▶ [Written instruction] Pull out each line in the records below that contains the word "window".

Extracted data entries
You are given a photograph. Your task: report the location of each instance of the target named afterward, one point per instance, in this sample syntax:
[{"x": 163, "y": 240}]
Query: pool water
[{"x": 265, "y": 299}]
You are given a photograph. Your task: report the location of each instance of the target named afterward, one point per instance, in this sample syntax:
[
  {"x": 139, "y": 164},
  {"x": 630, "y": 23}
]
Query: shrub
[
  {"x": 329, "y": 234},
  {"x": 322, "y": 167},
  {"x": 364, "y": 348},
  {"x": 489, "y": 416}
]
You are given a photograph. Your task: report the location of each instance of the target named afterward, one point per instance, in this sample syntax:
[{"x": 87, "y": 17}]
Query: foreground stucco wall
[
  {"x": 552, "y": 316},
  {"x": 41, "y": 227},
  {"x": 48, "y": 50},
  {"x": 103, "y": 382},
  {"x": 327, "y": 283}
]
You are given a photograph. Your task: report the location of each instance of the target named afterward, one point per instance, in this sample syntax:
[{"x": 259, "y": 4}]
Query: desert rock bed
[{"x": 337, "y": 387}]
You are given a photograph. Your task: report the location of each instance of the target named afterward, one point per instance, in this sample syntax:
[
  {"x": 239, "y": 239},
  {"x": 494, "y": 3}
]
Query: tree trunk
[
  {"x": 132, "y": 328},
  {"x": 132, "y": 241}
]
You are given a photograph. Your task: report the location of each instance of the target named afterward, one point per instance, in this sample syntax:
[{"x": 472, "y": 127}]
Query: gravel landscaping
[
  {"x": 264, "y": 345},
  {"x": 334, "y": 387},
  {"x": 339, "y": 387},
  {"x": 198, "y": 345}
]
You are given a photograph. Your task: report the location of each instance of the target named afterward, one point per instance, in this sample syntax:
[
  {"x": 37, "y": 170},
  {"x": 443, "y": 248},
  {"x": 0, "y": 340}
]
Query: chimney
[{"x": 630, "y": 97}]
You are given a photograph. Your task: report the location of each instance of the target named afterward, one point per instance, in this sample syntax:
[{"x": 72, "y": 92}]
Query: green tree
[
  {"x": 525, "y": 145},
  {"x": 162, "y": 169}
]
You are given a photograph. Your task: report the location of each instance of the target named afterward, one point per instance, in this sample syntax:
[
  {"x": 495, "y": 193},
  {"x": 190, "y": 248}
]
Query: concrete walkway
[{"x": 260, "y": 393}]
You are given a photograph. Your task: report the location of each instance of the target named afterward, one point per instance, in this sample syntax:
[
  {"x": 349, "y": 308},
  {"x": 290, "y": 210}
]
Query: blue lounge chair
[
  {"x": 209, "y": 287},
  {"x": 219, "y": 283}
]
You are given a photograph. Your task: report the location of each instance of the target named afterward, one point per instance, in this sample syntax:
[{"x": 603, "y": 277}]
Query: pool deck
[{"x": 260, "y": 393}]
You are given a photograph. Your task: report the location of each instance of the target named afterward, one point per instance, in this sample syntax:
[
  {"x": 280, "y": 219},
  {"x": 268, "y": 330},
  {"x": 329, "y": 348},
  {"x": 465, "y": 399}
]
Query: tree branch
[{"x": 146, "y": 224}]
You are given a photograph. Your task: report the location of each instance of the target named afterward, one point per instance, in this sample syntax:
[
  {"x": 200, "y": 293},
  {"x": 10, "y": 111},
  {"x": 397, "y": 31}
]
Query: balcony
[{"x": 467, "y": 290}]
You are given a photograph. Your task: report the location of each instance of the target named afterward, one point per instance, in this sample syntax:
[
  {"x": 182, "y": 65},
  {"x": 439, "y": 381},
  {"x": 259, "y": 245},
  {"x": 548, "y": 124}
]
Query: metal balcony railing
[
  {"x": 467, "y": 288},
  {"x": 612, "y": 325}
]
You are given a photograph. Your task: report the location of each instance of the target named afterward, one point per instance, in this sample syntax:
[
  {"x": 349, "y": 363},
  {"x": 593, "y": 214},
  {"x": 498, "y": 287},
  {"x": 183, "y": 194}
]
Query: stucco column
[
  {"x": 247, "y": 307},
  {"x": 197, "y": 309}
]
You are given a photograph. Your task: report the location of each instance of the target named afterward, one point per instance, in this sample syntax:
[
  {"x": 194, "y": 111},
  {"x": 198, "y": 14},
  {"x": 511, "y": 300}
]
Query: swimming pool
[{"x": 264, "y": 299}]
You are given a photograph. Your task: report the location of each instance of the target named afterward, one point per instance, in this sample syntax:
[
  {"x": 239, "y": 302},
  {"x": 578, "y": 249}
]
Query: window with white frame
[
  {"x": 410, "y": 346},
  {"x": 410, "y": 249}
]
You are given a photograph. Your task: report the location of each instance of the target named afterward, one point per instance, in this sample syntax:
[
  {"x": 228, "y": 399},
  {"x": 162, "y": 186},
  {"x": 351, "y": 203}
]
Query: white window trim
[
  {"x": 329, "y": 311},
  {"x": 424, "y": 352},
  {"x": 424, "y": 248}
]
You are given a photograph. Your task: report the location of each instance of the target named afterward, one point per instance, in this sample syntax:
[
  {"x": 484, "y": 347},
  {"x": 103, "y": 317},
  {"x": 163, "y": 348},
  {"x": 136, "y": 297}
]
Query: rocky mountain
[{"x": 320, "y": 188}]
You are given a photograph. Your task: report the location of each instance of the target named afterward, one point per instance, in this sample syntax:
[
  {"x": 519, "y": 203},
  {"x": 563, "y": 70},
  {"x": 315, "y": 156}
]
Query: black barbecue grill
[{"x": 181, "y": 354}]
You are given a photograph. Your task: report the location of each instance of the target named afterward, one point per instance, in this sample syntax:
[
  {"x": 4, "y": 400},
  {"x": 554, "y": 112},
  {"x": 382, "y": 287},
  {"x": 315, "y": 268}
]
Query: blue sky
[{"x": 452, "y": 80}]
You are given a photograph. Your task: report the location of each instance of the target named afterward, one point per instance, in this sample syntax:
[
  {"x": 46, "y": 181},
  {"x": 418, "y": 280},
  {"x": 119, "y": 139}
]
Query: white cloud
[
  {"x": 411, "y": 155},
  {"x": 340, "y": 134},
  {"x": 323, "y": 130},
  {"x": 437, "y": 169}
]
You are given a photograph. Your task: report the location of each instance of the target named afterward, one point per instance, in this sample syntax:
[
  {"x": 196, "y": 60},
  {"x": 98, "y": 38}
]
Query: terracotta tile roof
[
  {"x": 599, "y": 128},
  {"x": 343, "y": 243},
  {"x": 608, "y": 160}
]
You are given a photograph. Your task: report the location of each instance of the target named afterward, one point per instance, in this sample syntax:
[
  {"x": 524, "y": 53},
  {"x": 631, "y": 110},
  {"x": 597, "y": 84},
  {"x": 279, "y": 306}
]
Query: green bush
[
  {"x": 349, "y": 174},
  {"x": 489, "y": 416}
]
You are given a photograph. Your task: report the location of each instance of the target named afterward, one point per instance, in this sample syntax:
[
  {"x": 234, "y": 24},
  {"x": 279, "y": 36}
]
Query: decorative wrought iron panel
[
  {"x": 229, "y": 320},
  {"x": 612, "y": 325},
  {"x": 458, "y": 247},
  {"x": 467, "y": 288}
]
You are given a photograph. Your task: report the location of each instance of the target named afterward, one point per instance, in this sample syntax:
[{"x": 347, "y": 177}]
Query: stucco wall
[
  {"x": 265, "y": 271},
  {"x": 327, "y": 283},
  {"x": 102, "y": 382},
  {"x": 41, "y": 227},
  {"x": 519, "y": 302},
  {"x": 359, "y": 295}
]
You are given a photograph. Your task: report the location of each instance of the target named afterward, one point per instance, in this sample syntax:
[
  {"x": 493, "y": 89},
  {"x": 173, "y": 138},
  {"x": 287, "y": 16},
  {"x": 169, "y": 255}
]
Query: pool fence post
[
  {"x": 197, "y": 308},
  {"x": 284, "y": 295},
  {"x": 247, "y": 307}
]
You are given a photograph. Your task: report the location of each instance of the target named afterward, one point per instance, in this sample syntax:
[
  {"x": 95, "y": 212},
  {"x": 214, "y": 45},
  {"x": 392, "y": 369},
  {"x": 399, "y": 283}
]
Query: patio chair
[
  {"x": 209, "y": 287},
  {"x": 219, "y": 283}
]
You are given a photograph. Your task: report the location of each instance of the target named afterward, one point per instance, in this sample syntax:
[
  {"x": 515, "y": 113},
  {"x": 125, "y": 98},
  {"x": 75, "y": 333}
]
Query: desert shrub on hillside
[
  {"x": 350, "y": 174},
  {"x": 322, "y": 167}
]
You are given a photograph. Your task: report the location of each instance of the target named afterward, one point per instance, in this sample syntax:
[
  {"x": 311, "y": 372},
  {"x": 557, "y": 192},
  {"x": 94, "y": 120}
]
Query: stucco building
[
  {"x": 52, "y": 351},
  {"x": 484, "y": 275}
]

▶ [Written response]
Query: window with white frame
Query: white window trim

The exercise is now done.